Quella notte a Fregene L'assassinio di Ettore Muti
Pubblicato da Raffaella Bonsignori in Storia · Giovedì 24 Ago 2023
24 agosto 1943. Esattamente ottant’anni fa.
Barolat è un brigadiere dei carabinieri di stanza a Fregene. La notte è già scesa a coprire il mare quando viene svegliato dal piantone: tre uomini in borghese chiedono imperiosamente di lui. Sono prima passati dalla stazione dei carabinieri di Maccarese e il comandante, maresciallo Paolo Murittu, affidandoli alla guida di due dei suoi, Antonio Contiero e Salvatore Frau, li ha mandati da lui perché ciò che chiedono è affare di Fregene.
Sono tre uomini di un commando speciale con a capo il tenente dei carabinieri Enzo Taddei; provengono dal Ministero dell’Interno e rispondono direttamente al maresciallo Badoglio. Sono armati fino ai denti. A quanto può vedere Barolat viaggiano su due 1100 nere targate Regio Esercito e un autocarro. In realtà hanno al seguito anche un’ambulanza, la stessa che un mese prima, caduto il fascismo, era servita per trasferire il Duce da Villa Savoia alla caserma di via Gallonio, ma l’hanno lasciata a Maccarese. Enzo Taddei si qualifica. È affiancato dal maresciallo Ricci e da un terzo uomo, di cui non dice nulla. Un tipo strano: non proferisce parola, tiene lo sguardo basso e indossa una sorta di tuta kaki.
Hanno bisogno di raggiungere l’abitazione del tenente colonnello Ettore Muti in quel di Fregene, località che, allora, constava solo di aree boscose, qualche villa e vialetti silenziosi e bui. Hanno bisogno di una guida per trovarla.
Ettore Muti è l’ex Segretario del P.N.F. ed è un eroe di guerra con un corredo incredibile di decorazioni, tra le quali una medaglia d'oro al Valor Militare, dieci d'argento, quattro di bronzo, cinque croci al Merito di Guerra, la croce di Cavaliere dell'Ordine Coloniale della Stella d'Italia e di Cavaliere dell'Ordine Militare di Savoia per «aver scritto col sangue la più bella pagina della nostra storia eroica».
Aveva iniziato prestissimo a distinguersi sul campo.
Si era nel pieno della Grande Guerra quando, a 14 anni, era scappato di casa e aveva rubato una divisa militare per andare a combattere. Era stato ripescato qualche giorno dopo dai carabinieri e portato a casa; a 15 anni, però, era nuovamente fuggito dalle mura domestiche e, avendo mostrato un temperamento intrepido, era stato arruolato nei Battaglioni d'Assalto. Prima che i superiori si accorgessero che non aveva l'età per la guerra, aveva partecipato a diverse battaglie, tra cui quella di Bainsizza. Prima di rispedirlo a casa, Cadorna lo aveva presentato come esempio alla truppa schierata:
«Questo è Ettore Muti. È scappato da casa per fare la guerra contro gli austriaci. Sentirete parlare di lui».

Dati estratti da una raccolta:
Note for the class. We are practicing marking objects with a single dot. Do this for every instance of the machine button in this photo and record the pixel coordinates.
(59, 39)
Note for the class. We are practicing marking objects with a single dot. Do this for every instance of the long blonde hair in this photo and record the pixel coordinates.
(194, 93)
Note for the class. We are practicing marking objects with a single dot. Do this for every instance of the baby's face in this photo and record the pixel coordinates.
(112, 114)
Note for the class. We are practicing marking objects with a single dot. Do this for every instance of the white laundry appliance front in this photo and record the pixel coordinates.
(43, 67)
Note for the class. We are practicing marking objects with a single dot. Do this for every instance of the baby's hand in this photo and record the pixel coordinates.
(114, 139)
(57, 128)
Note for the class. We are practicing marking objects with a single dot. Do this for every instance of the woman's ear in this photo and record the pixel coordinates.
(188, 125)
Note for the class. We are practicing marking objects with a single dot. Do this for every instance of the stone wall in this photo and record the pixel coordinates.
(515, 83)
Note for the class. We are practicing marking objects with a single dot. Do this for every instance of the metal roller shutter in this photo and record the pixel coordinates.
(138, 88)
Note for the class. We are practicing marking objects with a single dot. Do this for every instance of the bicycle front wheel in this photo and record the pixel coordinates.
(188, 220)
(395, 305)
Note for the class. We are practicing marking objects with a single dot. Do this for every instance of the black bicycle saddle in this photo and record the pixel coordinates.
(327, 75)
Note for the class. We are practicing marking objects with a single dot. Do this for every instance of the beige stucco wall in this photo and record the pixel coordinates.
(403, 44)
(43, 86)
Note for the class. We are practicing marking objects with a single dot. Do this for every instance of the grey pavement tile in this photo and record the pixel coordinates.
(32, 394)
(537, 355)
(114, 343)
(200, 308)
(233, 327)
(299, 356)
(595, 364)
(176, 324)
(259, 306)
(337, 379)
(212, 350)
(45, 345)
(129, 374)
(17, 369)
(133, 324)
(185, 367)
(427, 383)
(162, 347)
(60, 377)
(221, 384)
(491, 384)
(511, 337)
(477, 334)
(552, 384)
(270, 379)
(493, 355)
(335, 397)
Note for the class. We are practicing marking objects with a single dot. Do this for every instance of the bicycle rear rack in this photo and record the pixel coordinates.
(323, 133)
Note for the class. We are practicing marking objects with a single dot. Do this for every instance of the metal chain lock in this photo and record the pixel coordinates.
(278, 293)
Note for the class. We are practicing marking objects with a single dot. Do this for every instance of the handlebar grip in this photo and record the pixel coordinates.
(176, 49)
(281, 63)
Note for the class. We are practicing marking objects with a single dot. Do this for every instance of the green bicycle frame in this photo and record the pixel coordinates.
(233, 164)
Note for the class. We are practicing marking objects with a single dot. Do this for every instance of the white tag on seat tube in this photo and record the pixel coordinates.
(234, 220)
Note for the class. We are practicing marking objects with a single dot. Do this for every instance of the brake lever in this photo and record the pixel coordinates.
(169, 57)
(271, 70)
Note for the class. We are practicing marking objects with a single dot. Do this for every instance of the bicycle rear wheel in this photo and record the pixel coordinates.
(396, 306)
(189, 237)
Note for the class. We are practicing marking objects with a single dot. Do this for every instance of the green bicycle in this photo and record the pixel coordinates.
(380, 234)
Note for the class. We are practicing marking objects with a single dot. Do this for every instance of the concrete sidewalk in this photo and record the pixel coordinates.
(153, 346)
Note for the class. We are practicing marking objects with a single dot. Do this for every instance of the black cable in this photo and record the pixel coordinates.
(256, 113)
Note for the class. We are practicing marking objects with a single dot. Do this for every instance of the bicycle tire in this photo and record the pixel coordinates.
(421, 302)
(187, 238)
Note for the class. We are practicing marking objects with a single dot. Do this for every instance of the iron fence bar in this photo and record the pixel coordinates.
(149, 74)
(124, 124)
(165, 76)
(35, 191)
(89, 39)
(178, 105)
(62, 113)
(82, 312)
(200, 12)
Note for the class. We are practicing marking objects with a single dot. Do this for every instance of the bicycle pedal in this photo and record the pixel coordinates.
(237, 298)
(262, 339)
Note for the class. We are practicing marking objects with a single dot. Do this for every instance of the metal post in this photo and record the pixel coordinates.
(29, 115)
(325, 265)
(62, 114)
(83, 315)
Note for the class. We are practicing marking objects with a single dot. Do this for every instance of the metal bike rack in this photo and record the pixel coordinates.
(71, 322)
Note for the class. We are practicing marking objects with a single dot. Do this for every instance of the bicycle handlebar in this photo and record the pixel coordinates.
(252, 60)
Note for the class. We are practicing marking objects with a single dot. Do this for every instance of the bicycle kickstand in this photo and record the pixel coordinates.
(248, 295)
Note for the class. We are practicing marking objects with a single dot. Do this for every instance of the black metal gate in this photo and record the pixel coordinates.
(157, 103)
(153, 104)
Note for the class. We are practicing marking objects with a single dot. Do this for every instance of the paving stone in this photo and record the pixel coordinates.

Quesiti da risolvere
A. Riporti il brano del testo sull'assassinio di Ettore Muti che si apre con le parole contenenti "Sono tre uomini" e si chiude con "di tuta kaki.", sostituendo "autocarro" con "camion".
B. Prosegua il testo sull'assassinio di Ettore Muti a partire dall'ultima frase riportata.
Il materiale è indipendente dal testo e va considerato separatamente.

Le risposte
A.
Sono tre uomini di un commando speciale con a capo il tenente dei carabinieri Enzo Taddei; provengono dal Ministero dell’Interno e rispondono direttamente al maresciallo Badoglio. Sono armati fino ai denti. A quanto può vedere Barolat viaggiano su due 1100 nere targate Regio Esercito e un camion. In realtà hanno al seguito anche un’ambulanza, la stessa che un mese prima, caduto il fascismo, era servita per trasferire il Duce da Villa Savoia alla caserma di via Gallonio, ma l’hanno lasciata a Maccarese. Enzo Taddei si qualifica. È affiancato dal maresciallo Ricci e da un terzo uomo, di cui non dice nulla. Un tipo strano: non proferisce parola, tiene lo sguardo basso e indossa una sorta di tuta kaki.

B.
E fu così, infatti. Due anni dopo, diciassettenne, era già un uscocco dello Stato Libero di Fiume e D'Annunzio, che l’aveva soprannominato “piccolo filibustiere” e “Gim dagli occhi verdi”, di lui ha lasciato un ritratto poetico molto calzante in un biglietto che gli consegnò:
«Voi siete l'espressione del valore sovrumano, un impeto senza peso, un'offerta senza misura, un pugno d'incenso su la brage, l'aroma di un'anima pura».
Ma torniamo alla notte del 24 agosto di ottant’anni fa.
Barolat è restio ad eseguire quegli ordini, benché non possa rifiutarsi di farlo: Sua Eccellenza Muti non ha mai dato problemi.
Sono circa le due del mattino quando giungono nei pressi del villino bianco di Muti. Sono tanti ma, di fronte ai grandi pini che circondano la casa, sembrano solo piccole, affannate formichine in odore di avanzi.
Taddei dà ordine di circondare la villa: pronti a sparare qualora una finestra si apra o una foglia di troppo si muova. Barolat viene costretto a bussare.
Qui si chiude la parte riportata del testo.